Many have taken to filming videos of themselves trying to maintain some kind of exercise regime indoors, subscribing to some or other social media challenge or following live cooking demonstrations.
In doing so, what I and many others are desperately seeking out is a sense of community, of belonging, in knowing that we are not existing in isolation of one another although we may be physically be in isolation.
This is why, through the benefit of technology and social media, we all seem to be following similar trends of activities. Online yoga classes and HIIT workouts are booming as we aim to not only stay healthy and not lose our minds, but also do exercise along with other people at the same time.
It’s one of the reasons that Joe Wicks, the ‘Body Coach’, has almost a million kids around the world doing his PE classes every morning. They’re all doing it ‘together’ as a community.
Towards the end of last week, as everyone’s stockpiled bananas began to turn and the weather cooled, there was a mad banana bread bake off across the country. Just about every person I knew was posting pictures of freshly baked loaves of the stuff coming out the oven. When I asked on Facebook, I got dozens of responses. Evidently this was ‘a thing’!
Even local music group The Kiffness posted a parody on the banana bread sensation. It made us all kind of feel that we were in it together, sharing the same lived experiences of enduring the same circumstances. Well, those in middle class households that could afford to stockpile bananas at least.
Personally, I am feeling the lack of connection most in the absence of live sport on television. As an avid fan, I’ve always believed that sport is emotion amplified. When we invest in the outcome of a game, it makes us feel a part of something greater. For some it’s almost religious. It provides a bridge, a connection, an emotional framework for relationships.
A shared sense of humanity
Studies show that we have both psychological and physiological responses to what’s happening on the field or court – it affects our cortisol and testosterone levels. It’s the fundamental ‘fight or flight’ survival mechanism that is activated.
Your heart begins to palpitate or your breath shallows. All of that contributes to a feeling of connectedness to others who share the same investment as you. I really miss that.
Across the globe, sport stars in lockdown have been sharing videos of their home training routines. Some have been taking part in virtual competitions. On Sunday, when the Belgian cycling race the Tour of Flanders was scheduled to happened, riders took part in a virtual race instead. Live video links connected them from their training bikes in their homes.

**Stored data:**
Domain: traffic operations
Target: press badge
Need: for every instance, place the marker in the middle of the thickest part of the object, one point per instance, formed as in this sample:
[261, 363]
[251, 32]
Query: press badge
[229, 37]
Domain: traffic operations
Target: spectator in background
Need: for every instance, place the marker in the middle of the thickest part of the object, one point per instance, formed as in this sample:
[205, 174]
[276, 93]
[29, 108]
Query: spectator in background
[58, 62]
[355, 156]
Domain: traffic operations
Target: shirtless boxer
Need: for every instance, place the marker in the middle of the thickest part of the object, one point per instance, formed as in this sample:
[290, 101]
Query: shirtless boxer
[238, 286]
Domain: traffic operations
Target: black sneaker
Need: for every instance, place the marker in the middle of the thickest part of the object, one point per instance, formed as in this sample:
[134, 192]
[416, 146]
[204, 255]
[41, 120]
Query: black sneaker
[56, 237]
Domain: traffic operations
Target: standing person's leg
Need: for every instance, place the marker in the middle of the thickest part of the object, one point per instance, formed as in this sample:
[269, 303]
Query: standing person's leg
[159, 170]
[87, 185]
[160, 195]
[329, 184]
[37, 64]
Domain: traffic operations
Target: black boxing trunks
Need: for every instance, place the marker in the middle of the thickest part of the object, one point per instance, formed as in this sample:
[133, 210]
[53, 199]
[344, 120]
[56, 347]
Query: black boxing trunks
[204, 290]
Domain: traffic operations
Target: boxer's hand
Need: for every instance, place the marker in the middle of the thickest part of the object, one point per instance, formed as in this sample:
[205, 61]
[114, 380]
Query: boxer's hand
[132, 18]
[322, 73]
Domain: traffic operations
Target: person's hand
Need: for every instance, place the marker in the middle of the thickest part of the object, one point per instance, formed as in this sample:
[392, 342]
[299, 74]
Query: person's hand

**TASKS TO COMPLETE:**
• a. In the lockdown essay, what did riders take part in on the Sunday when the Tour of Flanders was scheduled?
• b. Reproduce the lockdown essay between "A shared sense" and "in their homes.", inclusive.
• c. Take the lockdown essay further, starting after its final sentence.

**ANSWERS FOR THE EXERCISE:**
• a. A virtual race, connected by live video links from their training bikes at home.

• b.
A shared sense of humanity
Studies show that we have both psychological and physiological responses to what’s happening on the field or court – it affects our cortisol and testosterone levels. It’s the fundamental ‘fight or flight’ survival mechanism that is activated.
Your heart begins to palpitate or your breath shallows. All of that contributes to a feeling of connectedness to others who share the same investment as you. I really miss that.
Across the globe, sport stars in lockdown have been sharing videos of their home training routines. Some have been taking part in virtual competitions. On Sunday, when the Belgian cycling race the Tour of Flanders was scheduled to happened, riders took part in a virtual race instead. Live video links connected them from their training bikes in their homes.

• c.
Formula 1 has announced the launch of its new Virtual Grand Prix series which will run in place of every postponed Grand Prix. Drivers will line up on the grid along a host of stars taking part in a video game. It’s desperate times for sports fan who are tired of watching ‘Top ten highlights of the decade’ inserts. It’s not quite the same but we will take what we can get as we seek out the syntax of sport.
But the entire concept of lockdown and being placed in isolation in order to halt the spread of the virus, is that we are fighting this thing together in a combined effort. It is teamwork. If just one of us breaks the chain and doesn’t stay home, it defeats the purpose. So I do find some satisfaction in knowing that we are all in this together, for a common goal.
It is why across the world from China to Italy to New York and here at home, people have been coming together to sing on their balconies or to jointly applaud frontline healthcare workers. It is our shared sense of humanity that is on show, in appreciation of those who are willing to sacrifice so much for the betterment of others.
So today, like so many others around the world, we drew and decorated rainbows and stuck them on our gate for all those essential services workers who are still out there on the streets, travelling to and from their jobs.
It made us feel like we were part of something bigger than what was happening in our little universe, beyond the boundary of our four walls.
Maybe baking banana bread will make you feel the same way.